PROVIDED DATA —
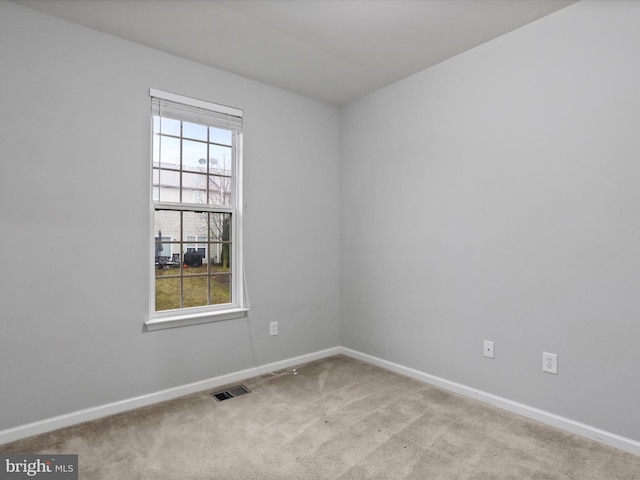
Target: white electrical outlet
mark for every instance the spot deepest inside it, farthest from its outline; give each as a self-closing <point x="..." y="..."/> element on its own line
<point x="488" y="349"/>
<point x="550" y="363"/>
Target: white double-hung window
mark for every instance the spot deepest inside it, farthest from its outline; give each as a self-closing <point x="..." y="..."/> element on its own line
<point x="196" y="232"/>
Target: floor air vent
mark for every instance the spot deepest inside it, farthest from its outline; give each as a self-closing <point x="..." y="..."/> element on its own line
<point x="230" y="393"/>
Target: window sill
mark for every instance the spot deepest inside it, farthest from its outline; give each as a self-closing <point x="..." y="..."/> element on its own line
<point x="194" y="319"/>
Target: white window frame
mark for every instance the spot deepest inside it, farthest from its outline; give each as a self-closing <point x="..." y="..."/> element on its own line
<point x="211" y="313"/>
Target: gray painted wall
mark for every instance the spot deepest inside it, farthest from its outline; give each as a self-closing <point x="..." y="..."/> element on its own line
<point x="495" y="196"/>
<point x="74" y="222"/>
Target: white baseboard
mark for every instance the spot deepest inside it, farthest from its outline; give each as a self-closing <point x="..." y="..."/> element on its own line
<point x="94" y="413"/>
<point x="587" y="431"/>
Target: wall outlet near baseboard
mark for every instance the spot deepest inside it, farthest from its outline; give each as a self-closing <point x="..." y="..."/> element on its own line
<point x="488" y="349"/>
<point x="550" y="363"/>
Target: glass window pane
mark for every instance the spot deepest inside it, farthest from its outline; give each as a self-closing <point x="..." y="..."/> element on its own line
<point x="167" y="293"/>
<point x="193" y="130"/>
<point x="170" y="126"/>
<point x="194" y="226"/>
<point x="220" y="227"/>
<point x="220" y="289"/>
<point x="194" y="156"/>
<point x="218" y="135"/>
<point x="195" y="291"/>
<point x="169" y="152"/>
<point x="156" y="151"/>
<point x="167" y="228"/>
<point x="219" y="190"/>
<point x="220" y="159"/>
<point x="194" y="188"/>
<point x="220" y="257"/>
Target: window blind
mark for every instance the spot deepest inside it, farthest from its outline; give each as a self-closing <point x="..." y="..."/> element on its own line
<point x="178" y="107"/>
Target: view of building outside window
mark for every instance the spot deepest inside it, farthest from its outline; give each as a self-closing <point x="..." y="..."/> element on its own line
<point x="192" y="191"/>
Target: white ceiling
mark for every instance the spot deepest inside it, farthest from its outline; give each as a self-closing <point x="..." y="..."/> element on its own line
<point x="330" y="50"/>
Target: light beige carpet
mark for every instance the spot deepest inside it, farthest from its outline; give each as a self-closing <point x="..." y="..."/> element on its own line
<point x="338" y="418"/>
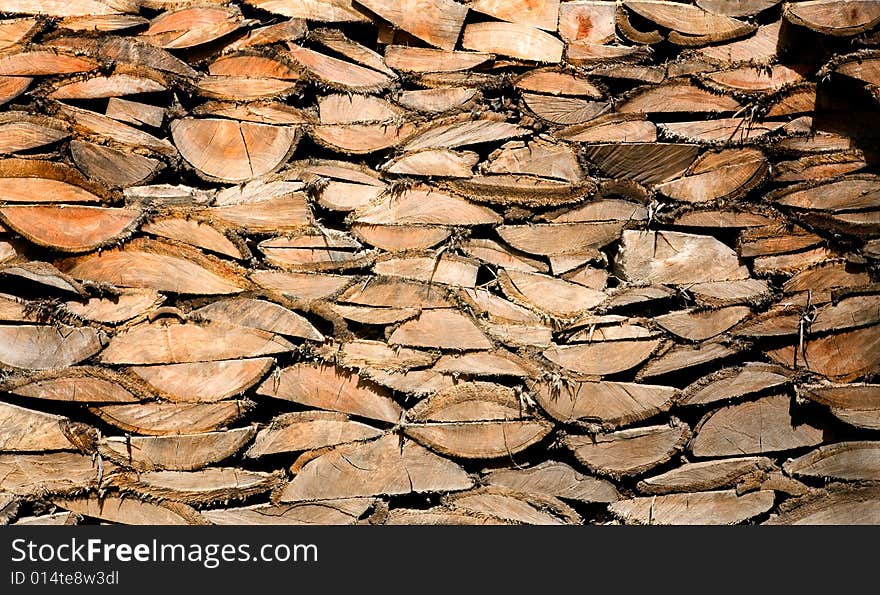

YOUR INSTRUCTIONS — Reproduce the stretch of the listing above from the line containing "Target: light beige carpet" through the end of the listing, leaving out the pictures.

EXERCISE RESPONSE —
Target: light beige carpet
mark for every instance the spot deepest inside it, farthest from its outline; give each as a self-closing <point x="..." y="..."/> element on its own line
<point x="338" y="418"/>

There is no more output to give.